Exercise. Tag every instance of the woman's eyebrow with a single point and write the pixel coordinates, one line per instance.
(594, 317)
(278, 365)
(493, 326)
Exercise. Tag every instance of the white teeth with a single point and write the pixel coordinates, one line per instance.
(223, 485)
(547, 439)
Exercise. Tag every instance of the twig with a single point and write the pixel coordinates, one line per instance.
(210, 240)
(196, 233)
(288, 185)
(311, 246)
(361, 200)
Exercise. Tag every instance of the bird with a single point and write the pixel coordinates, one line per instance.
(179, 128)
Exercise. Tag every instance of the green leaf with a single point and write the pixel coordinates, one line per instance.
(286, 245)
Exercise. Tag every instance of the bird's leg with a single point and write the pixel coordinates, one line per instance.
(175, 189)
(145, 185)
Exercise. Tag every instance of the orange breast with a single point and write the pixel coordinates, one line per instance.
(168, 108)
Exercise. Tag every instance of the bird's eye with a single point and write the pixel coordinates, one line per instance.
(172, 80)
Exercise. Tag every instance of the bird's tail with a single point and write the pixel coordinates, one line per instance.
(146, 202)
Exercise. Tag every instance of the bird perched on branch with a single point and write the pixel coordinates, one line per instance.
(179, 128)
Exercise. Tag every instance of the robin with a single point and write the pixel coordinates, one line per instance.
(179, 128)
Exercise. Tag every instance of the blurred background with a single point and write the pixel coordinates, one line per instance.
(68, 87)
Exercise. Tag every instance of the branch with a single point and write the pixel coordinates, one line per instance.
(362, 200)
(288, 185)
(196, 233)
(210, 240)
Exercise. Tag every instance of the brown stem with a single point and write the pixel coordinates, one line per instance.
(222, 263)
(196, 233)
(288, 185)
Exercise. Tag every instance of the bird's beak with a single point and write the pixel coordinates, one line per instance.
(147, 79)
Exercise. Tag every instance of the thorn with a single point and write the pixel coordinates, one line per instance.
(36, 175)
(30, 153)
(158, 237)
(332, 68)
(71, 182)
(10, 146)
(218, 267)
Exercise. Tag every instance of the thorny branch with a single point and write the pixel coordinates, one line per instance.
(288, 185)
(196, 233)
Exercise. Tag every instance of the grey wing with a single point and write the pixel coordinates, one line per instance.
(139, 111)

********

Restate all of the entries exactly, please.

Exercise. Tag every instance of the woman's eyebrow with a single point and write the pixel coordinates, one line per instance.
(594, 317)
(278, 365)
(493, 326)
Exercise. Tag every instance of the white teeth with a single point and write the pixel coordinates, one line per instance.
(223, 485)
(547, 439)
Exercise. Tag every instance of the twig with a single point and write the pixel coordinates, one line per instance.
(210, 240)
(196, 233)
(288, 185)
(311, 246)
(361, 200)
Exercise. Tag every instance of the bird with a single point and write the pixel coordinates, one line per instance.
(179, 128)
Exercise. Tag every instance of the green leaf with a single point and write the pixel coordinates, one line per instance.
(286, 245)
Exercise. Tag every instance of the bird's leg with a single point and write the pixel coordinates, one line per instance.
(175, 189)
(145, 185)
Exercise. Tag every instance of the orange breast with a single point and write the pixel coordinates, one line per instance.
(168, 108)
Exercise. Tag every instance of the bird's eye with a single point and write the pixel coordinates, one line per instance.
(172, 80)
Exercise. Tag every instance of the bird's tail with a single point and write the pixel coordinates, one line per instance.
(146, 202)
Exercise. Tag every instance of the bird perched on branch with a single point and write the pixel coordinates, one line per instance.
(179, 128)
Exercise. Tag every instance of the robin with a single point and write the pixel coordinates, one line per instance.
(179, 128)
Exercise. Tag every instance of the blurred background with a single point and write the pixel coordinates, one line per instance.
(68, 87)
Exercise. Tag every instance of the branch with a single point and write the pixel coordinates, one line per instance.
(362, 200)
(288, 185)
(196, 233)
(210, 240)
Exercise. Tag every instance of the brown stem with a single point and write the pixel coordinates, one line per instance.
(222, 263)
(196, 233)
(288, 185)
Exercise. Tag every instance of the bird's beak with a single point and write the pixel coordinates, one line per instance.
(147, 79)
Exercise. Tag every instance of the thorn with a single point and write the pixel coordinates, one line per instance.
(36, 175)
(30, 153)
(158, 237)
(332, 68)
(71, 182)
(10, 146)
(218, 267)
Exercise. Tag every instance of the thorny branch with a single point and write the pixel coordinates, one line per instance.
(288, 185)
(196, 233)
Exercise. Tag every instance of the grey wing with a single point and write the pixel coordinates, one line per instance.
(139, 111)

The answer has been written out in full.